* **Task A**:
Answer these questions using the review of the film Redacted, one answer per line, marked as the questions are:
(i) Which two GIs try hardest to stop Flake and B.B.?
(ii) What does McCoy tell Salazar early in the film?
(iii) What did the Pentagon direct the filmmakers to do with the casualties onscreen?
* **Task B**: Write the next part of the review of the film Redacted, starting right after its final sentence.

* **Text under study**:
━━━━━━━━━━━━━━━━━━━━
The men of the company are enraged and grieving. Flake and B.B., however, use the tragedy as an excuse to enact their own brand of vengeance by raping a 15-year-old Iraqi girl who passes through the security checkpoint each day. The other soldiers are disgusted and try to stop the pair, especially two GIs named Blix (Kel O'Neill) and McCoy (Rob Devaney), but to no avail. Flake and B.B. rape the girl and fatally shoot her mother, grandfather and little sister.
This is grim, brutal stuff, but too often the movie's weightiness is undermined by the director's inconsistency. De Palma is most successful in capturing the pervasive fear in daily life in Iraq. In one scene, viewers are thrust into the point of view of a motorist winding past a maze of soldiers manning the security checkpoint. De Palma is a visually arresting filmmaker, if nothing else, and Redacted has some truly riveting moments.
But De Palma is not a particularly gifted writer. Despite his ambitions, the film is hamstrung by on-the-nose dialogue, thin characterization and a generally cumbersome narrative. He overreaches for meaning, an instinct ill-served by a largely green cast. Early on, McCoy tells Salazar that "the first casualty [in this war] is gonna be the truth" -- and that level of didacticism pretty much sets the tone for what follows. Redacted is irrefutably opposed to the Iraq War, but even that stance is compromised by De Palma's aversion to subtlety. If he means to demonstrate how the inhumanity of wartime spurs inhumane behavior, he stacks the deck by making Flake and B.B. psychopaths from the get-go.
Only once does De Palma's in-your-face approach really have a resounding impact: the film's controversial ending, a montage of grisly real-life images of Iraqi carnage. In a strange case of reality proving ironic, the photographs are made even more chilling because the Pentagon directed the filmmakers to blacken out the eyes of the casualties onscreen.
━━━━━━━━━━━━━━━━━━━━
* **Data block**:
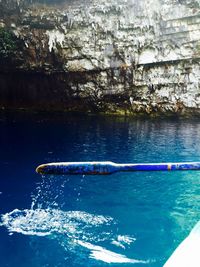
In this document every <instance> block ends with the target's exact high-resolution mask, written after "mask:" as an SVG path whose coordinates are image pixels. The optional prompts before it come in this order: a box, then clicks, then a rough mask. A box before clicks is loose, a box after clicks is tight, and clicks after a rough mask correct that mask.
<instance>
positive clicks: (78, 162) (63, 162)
━━━━━━━━━━━━━━━━━━━━
* **Exercise result A**:
(i) Blix and McCoy.
(ii) He tells Salazar that "the first casualty [in this war] is gonna be the truth."
(iii) Blacken out their eyes.

* **Exercise result B**:
In the end, the most resonant idea presented in Redacted involves voyeurism, a theme that De Palma has autopsied through most of his moviemaking career. Salazar and McCoy do not take part in the crime -- indeed, they are repulsed by what occurs and try, albeit halfheartedly, to prevent it -- but they are tormented by their culpability in having witnessed the atrocity. "Just because you're watching it doesn't mean you're not part of it," one soldier tells Salazar, who tagged along with Flake and B.B. in the attack. De Palma appears to suggest that guilt and innocence are particularly malleable in a media-saturated culture where no secret goes unrecorded and all manner of horrific imagery is only a mouse click away.
The antiwar posturing is what attracted attention to Redacted, but its questions about voyeurism are what ultimately intrigues.
The high-def picture quality is outstanding. Presented in anamorphic widescreen 1.78:1, Redacted boasts sharp lines and clean details that fairly leap out of the television screen.
Both the 5.1 and 2.0 Dolby Digital tracks are excellent. The former makes sparing but effective use of sound separation. Subtitles are available in Spanish.
In the eight-minute, 53-second Higher Definition: Redacted Episode, HDNet show host Robert Wilonsky talks with De Palma about the movie. The director, whose father was an emergency-room physician, notes that he was inspired to use the unfiltered technology of high-definition after seeing the unforgettable HBO documentary, Baghdad ER.
Refugee Interviews are searing accounts from Iraqis who have fled to Jordan, including the young woman who plays Redacted's rape victim. The tales are heartbreaking, outrageous and often infuriating. The segment runs one hour and one minute.
The self-explanatory Behind the Scenes is five minutes of not-so-insightful footage. The DVD also includes a photo gallery.
Too ham-handed to really achieve its antiwar mission but too bold and ambitious to dismiss, Redacted is ultimately a fascinating failure. Still, this is one of Brian De Palma's meatier films in recent years, and one that is certain to elicit strong emotions from viewers.